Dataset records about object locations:
•••••
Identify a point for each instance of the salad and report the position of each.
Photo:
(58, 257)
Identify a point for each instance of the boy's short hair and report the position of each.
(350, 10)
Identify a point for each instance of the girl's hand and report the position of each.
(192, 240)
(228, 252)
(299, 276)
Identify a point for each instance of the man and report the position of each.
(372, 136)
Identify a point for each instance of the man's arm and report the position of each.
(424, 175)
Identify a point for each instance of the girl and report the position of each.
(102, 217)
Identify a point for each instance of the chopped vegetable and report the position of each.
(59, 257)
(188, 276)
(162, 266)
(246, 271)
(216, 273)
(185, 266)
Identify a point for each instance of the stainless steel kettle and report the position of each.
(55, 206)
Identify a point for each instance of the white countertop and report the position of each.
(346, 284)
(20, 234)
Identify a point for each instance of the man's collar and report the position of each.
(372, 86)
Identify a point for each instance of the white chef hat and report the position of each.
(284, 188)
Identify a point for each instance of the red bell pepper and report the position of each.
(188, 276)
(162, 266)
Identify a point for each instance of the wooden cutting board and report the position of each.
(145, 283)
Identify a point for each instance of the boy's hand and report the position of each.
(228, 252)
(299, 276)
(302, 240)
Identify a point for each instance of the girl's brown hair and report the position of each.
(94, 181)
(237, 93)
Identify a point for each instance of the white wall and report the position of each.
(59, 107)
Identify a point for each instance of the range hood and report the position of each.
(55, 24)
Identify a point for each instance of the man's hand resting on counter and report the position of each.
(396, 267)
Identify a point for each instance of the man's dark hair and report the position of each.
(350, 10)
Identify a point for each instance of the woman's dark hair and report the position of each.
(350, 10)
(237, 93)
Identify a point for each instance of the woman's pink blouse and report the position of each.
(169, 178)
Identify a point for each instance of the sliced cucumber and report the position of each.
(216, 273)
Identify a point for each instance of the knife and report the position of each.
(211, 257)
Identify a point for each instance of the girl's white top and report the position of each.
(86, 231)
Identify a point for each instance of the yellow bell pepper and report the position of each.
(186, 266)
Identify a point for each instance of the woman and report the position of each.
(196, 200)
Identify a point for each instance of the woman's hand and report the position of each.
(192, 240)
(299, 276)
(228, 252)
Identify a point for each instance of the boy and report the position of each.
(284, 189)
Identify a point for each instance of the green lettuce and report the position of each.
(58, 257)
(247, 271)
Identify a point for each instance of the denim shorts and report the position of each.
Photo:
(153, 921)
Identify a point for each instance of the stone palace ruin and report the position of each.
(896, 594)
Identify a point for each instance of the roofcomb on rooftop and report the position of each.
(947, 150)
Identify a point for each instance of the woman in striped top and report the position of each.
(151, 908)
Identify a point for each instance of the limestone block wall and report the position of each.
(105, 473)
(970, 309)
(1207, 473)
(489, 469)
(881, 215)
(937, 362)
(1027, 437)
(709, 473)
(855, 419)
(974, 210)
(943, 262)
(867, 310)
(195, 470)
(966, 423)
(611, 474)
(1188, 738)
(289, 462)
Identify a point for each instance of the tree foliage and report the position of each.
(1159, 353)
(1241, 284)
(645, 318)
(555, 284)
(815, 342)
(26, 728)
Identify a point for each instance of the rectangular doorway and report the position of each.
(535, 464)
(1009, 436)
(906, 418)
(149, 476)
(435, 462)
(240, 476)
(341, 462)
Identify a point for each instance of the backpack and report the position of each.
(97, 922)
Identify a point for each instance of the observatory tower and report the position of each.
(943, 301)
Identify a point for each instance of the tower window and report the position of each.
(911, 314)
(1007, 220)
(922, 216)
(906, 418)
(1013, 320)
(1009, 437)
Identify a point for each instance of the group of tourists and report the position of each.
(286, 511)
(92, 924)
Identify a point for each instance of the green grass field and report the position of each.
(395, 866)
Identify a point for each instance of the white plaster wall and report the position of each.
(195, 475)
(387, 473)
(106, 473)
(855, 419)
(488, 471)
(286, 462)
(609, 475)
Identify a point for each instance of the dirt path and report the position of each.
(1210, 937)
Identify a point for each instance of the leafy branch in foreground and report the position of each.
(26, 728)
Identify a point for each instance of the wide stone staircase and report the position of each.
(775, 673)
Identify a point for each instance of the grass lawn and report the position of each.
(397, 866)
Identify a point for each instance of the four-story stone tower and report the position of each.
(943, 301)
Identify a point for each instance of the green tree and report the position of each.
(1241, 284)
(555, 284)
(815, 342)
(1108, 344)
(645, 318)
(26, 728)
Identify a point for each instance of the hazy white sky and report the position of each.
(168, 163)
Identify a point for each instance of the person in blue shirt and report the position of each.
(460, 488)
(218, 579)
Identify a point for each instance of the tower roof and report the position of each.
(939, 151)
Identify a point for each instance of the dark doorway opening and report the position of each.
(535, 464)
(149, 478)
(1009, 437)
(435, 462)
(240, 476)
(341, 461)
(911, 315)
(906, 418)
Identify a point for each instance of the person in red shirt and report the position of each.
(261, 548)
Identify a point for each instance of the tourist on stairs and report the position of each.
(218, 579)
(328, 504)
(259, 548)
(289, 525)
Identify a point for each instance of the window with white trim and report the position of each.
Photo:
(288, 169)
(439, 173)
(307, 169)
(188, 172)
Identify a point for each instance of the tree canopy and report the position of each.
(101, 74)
•••••
(What you will do): Everything in the listing above should be restated exactly.

(Result for this exercise):
Identify a point for each instance of the salad and report the position of each.
Photo:
(58, 257)
Identify a point for each instance of the boy's short hair and report the position of each.
(350, 10)
Identify a point for each instance of the girl's hand and report the position of each.
(192, 240)
(228, 252)
(299, 276)
Identify a point for each instance of the man and report the position of each.
(372, 136)
Identify a point for each instance of the man's arm and report the position of each.
(424, 175)
Identify a point for each instance of the girl and report the position of each.
(102, 217)
Identify a point for each instance of the chopped vegetable and report the position of each.
(59, 257)
(188, 276)
(162, 266)
(246, 271)
(216, 273)
(185, 266)
Identify a point for each instance of the stainless steel kettle and report the position of each.
(55, 206)
Identify a point for each instance of the white countertop and report the position of each.
(346, 284)
(20, 234)
Identify a point for each instance of the man's collar and report the position of each.
(372, 86)
Identify a point for each instance of the white chef hat and report the position of each.
(284, 188)
Identify a point for each instance of the red bell pepper and report the position of each.
(188, 276)
(162, 266)
Identify a point for each instance of the wooden cutting board and report the position of each.
(145, 283)
Identify a point for each instance of the boy's hand and report the position of each.
(228, 252)
(299, 276)
(302, 240)
Identify a point for each instance of the girl's brown hair and report the position of each.
(94, 181)
(237, 93)
Identify a point for each instance of the white wall and report the position of each.
(59, 107)
Identify a point for each instance of the range hood and report the position of each.
(55, 24)
Identify a point for each instance of the man's hand resting on counter and report the position of each.
(396, 267)
Identify a point for each instance of the man's dark hair and report the position of each.
(350, 10)
Identify a point for each instance of the woman's dark hair and report the position of each.
(350, 10)
(237, 93)
Identify a point for each instance of the woman's pink blouse and report the position of each.
(169, 178)
Identify a point for each instance of the sliced cucumber and report the position of each.
(216, 273)
Identify a point for each instance of the knife and report the position of each.
(211, 257)
Identify a point for each instance of the girl's white top and report the position of each.
(86, 231)
Identify a point for each instance of the yellow bell pepper and report the position of each.
(186, 266)
Identify a point for each instance of the woman and report the position of each.
(196, 200)
Identify a point for each instance of the woman's hand and report the position of each.
(192, 240)
(299, 276)
(228, 252)
Identify a point for each instance of the boy and report the position of each.
(284, 189)
Identify a point for each instance of the green lettuce and report the position of each.
(58, 257)
(247, 271)
Identify a point for each instance of the denim shorts and report the position of each.
Photo:
(153, 921)
Identify a point for each instance of the stone palace ruin and report the position of each.
(896, 594)
Identify a point for each instance of the roofcomb on rooftop and report the position of each.
(947, 150)
Identify a point for each instance of the woman in striped top and report the position of each.
(151, 908)
Identify a point for each instance of the limestone block wall and report the position of each.
(105, 473)
(970, 309)
(1207, 473)
(489, 469)
(881, 215)
(937, 362)
(1027, 437)
(709, 473)
(855, 419)
(974, 210)
(943, 262)
(867, 310)
(195, 470)
(966, 423)
(611, 474)
(1188, 738)
(289, 462)
Identify a point for each instance of the tree foliage and report the position of each.
(1159, 353)
(1241, 284)
(645, 318)
(555, 284)
(815, 342)
(26, 728)
Identify a point for each instance of the rectangular doorway and report the position of each.
(535, 464)
(1009, 436)
(906, 418)
(149, 476)
(435, 462)
(240, 476)
(341, 462)
Identify a point for each instance of the backpack and report the position of each.
(97, 922)
Identify a point for each instance of the observatory tower and report the position of each.
(943, 301)
Identify a point for each instance of the tower window and report the position of each.
(911, 314)
(1007, 220)
(922, 216)
(906, 418)
(1013, 320)
(1009, 437)
Identify a point for each instance of the group of tourists and report the position of each.
(286, 511)
(92, 924)
Identify a point for each instance of the green grass field and report the position of each.
(395, 866)
Identify a point for each instance of the white plaster wall and report the position of each.
(195, 475)
(387, 473)
(106, 473)
(855, 419)
(488, 471)
(286, 462)
(609, 475)
Identify a point for each instance of the dirt path and report the position of each.
(1210, 937)
Identify a point for each instance of the leafy branch in foreground and report the position of each.
(26, 728)
Identify a point for each instance of the wide stone staircase and report the position of each.
(775, 673)
Identify a point for each instance of the grass lawn and report the position of each.
(397, 866)
Identify a point for each instance of the four-story stone tower and report the position of each.
(943, 301)
Identify a point for each instance of the green tree and report the position of each.
(1241, 284)
(555, 284)
(815, 342)
(1108, 344)
(645, 318)
(26, 728)
Identify a point for each instance of the hazy white sky and report the position of each.
(168, 163)
Identify a point for each instance of the person in blue shirt and report the position of each.
(460, 488)
(218, 579)
Identify a point for each instance of the tower roof and report the position of each.
(939, 151)
Identify a point for each instance of the dark doorway opening and report the position of each.
(535, 464)
(149, 478)
(1009, 437)
(435, 462)
(240, 476)
(341, 461)
(911, 315)
(906, 418)
Identify a point for each instance of the person in red shirt and report the position of each.
(261, 548)
Identify a point for each instance of the tourist on stairs and report the position of each.
(218, 579)
(328, 504)
(259, 548)
(289, 525)
Identify a point for each instance of the window with white trim and report the position of each.
Photo:
(288, 169)
(439, 173)
(307, 169)
(188, 172)
Identify a point for each instance of the tree canopy and report the position of each.
(101, 74)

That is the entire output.